* Perintah Latihan: Tulis ulang semua baris catatan, dari baris yang memuat "around the sky?" sampai dengan baris yang memuat "418,84 -> 440,99" (keduanya ikut), termasuk permintaannya, dan hanya baris-baris itu. Tolong skalakan setiap angka koordinat kotak pada jawaban dengan mengalikannya 1,95, lalu bulatkan ke bilangan bulat dengan pecahan setengah dibulatkan ke atas; teks permintaan dan contoh formatnya tidak diubah.
== Data Latihan ==
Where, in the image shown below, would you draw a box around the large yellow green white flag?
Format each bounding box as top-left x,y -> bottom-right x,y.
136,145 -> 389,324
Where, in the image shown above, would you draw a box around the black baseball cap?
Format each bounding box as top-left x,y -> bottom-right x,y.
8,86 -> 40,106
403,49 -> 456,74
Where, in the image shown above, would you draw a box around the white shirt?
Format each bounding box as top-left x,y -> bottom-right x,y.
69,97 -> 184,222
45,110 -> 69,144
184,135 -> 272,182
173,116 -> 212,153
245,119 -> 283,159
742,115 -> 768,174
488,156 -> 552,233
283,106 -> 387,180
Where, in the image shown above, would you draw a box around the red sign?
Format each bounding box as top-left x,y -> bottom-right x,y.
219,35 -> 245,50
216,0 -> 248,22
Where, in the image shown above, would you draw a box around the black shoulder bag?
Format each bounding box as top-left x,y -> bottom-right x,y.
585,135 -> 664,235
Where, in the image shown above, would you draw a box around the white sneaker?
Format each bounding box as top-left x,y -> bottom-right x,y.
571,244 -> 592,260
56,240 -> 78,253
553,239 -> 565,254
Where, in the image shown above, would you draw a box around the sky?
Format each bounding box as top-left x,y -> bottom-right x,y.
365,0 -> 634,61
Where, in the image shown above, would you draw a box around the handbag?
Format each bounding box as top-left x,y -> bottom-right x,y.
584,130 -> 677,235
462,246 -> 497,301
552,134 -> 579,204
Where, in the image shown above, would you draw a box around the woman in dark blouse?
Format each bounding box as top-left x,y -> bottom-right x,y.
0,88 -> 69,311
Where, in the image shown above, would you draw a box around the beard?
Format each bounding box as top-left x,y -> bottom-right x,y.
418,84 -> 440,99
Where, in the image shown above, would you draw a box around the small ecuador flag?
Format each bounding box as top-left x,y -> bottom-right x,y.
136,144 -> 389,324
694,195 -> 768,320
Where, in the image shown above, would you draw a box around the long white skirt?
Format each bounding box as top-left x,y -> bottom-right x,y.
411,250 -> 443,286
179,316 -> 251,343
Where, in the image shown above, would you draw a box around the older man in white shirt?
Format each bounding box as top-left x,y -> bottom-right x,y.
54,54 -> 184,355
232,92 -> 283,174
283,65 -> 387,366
===
* Jawaban Tugas:
Where, in the image shown above, would you draw a box around the sky?
Format each bounding box as top-left x,y -> bottom-right x,y.
712,0 -> 1236,119
Where, in the image shown above, would you draw a box around the handbag?
Format each bounding box as top-left x,y -> bottom-right x,y.
1139,254 -> 1320,458
901,480 -> 969,587
1076,261 -> 1129,398
Where, in the image shown above, would you draw a box around the woman in dark blouse?
Format each bounding box as top-left x,y -> bottom-right x,y.
0,172 -> 135,606
Where, in the image shown above, would you draw a box around the beard?
Format each bounding box as top-left x,y -> bottom-right x,y.
815,164 -> 858,193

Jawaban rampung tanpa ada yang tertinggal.